** Start of DATA FOR THIS TASK **

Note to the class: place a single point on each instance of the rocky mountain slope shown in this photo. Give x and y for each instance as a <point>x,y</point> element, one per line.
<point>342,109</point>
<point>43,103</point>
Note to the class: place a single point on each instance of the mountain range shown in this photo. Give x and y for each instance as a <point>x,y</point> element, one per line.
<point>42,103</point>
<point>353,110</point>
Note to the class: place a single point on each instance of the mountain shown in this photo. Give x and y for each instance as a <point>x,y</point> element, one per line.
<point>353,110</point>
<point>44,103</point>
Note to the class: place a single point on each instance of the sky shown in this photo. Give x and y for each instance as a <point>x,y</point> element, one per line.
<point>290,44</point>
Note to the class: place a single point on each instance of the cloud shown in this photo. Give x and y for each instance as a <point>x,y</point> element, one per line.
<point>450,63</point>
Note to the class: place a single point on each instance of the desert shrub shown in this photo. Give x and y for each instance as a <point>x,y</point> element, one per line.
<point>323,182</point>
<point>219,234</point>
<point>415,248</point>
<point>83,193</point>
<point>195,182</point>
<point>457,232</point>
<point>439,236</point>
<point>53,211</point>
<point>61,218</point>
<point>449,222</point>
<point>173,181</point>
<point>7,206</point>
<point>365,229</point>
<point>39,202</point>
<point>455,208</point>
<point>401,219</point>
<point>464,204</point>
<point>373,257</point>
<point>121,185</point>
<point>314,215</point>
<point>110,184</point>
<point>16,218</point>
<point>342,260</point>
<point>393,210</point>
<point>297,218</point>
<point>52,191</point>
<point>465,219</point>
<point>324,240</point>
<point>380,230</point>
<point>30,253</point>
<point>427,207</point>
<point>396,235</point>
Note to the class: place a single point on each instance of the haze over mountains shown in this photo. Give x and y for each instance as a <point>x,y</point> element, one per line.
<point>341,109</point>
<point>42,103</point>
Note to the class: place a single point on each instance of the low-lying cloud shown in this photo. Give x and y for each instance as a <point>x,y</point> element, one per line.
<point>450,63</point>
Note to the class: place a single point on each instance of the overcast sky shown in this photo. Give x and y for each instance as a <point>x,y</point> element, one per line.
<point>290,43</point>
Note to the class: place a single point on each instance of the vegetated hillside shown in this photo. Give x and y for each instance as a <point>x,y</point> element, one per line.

** End of DATA FOR THIS TASK **

- **DESCRIPTION OF THE TASK**: Copy all the records above word for word, line by line, with nothing left out or changed.

- **RESPONSE**:
Note to the class: place a single point on each instance of the rocky mountain slope shown in this photo. Give x and y for each instance as a <point>x,y</point> element, one per line.
<point>342,109</point>
<point>43,103</point>
Note to the class: place a single point on each instance of the mountain range shown in this photo. Give x and y for each instance as a <point>x,y</point> element, one per line.
<point>42,103</point>
<point>353,110</point>
Note to the class: place a single point on each instance of the mountain shown in this photo. Give x and y for each instance as a <point>x,y</point> element, one per line.
<point>353,110</point>
<point>44,103</point>
Note to the class: place a single point on each instance of the sky shown in this photo. Give x and y for each instance as a <point>x,y</point> element, one per line.
<point>290,44</point>
Note to the class: place a single point on each instance of the cloud shown in this photo. Give x and y for each instance as a <point>x,y</point> element, one per line.
<point>450,63</point>
Note to the class: place a single point on each instance of the desert shrub shown in this photo. Give x and y for each instance as a <point>x,y</point> element, one per line.
<point>323,182</point>
<point>219,234</point>
<point>415,248</point>
<point>83,193</point>
<point>195,182</point>
<point>457,232</point>
<point>439,236</point>
<point>53,211</point>
<point>61,218</point>
<point>449,222</point>
<point>173,181</point>
<point>7,206</point>
<point>365,229</point>
<point>39,202</point>
<point>455,208</point>
<point>401,219</point>
<point>464,204</point>
<point>373,257</point>
<point>121,185</point>
<point>314,215</point>
<point>110,184</point>
<point>16,218</point>
<point>342,260</point>
<point>393,210</point>
<point>297,218</point>
<point>52,191</point>
<point>465,219</point>
<point>324,240</point>
<point>380,230</point>
<point>30,253</point>
<point>427,207</point>
<point>396,235</point>
Note to the class: place a single point on each instance of the haze over mountains shown in this photo. Give x and y for each instance as a <point>x,y</point> element, one per line.
<point>341,109</point>
<point>42,103</point>
Note to the class: place a single point on each instance of the low-lying cloud shown in this photo. Give x and y for each instance as a <point>x,y</point> element, one per line.
<point>450,63</point>
Note to the class: place a single point on each instance of the overcast sky shown in this photo. Give x and y for each instance as a <point>x,y</point> element, one per line.
<point>290,43</point>
Note to the class: place a single point on each instance of the vegetated hillside shown in this photo. Give x and y for each instance as a <point>x,y</point> element, one per line.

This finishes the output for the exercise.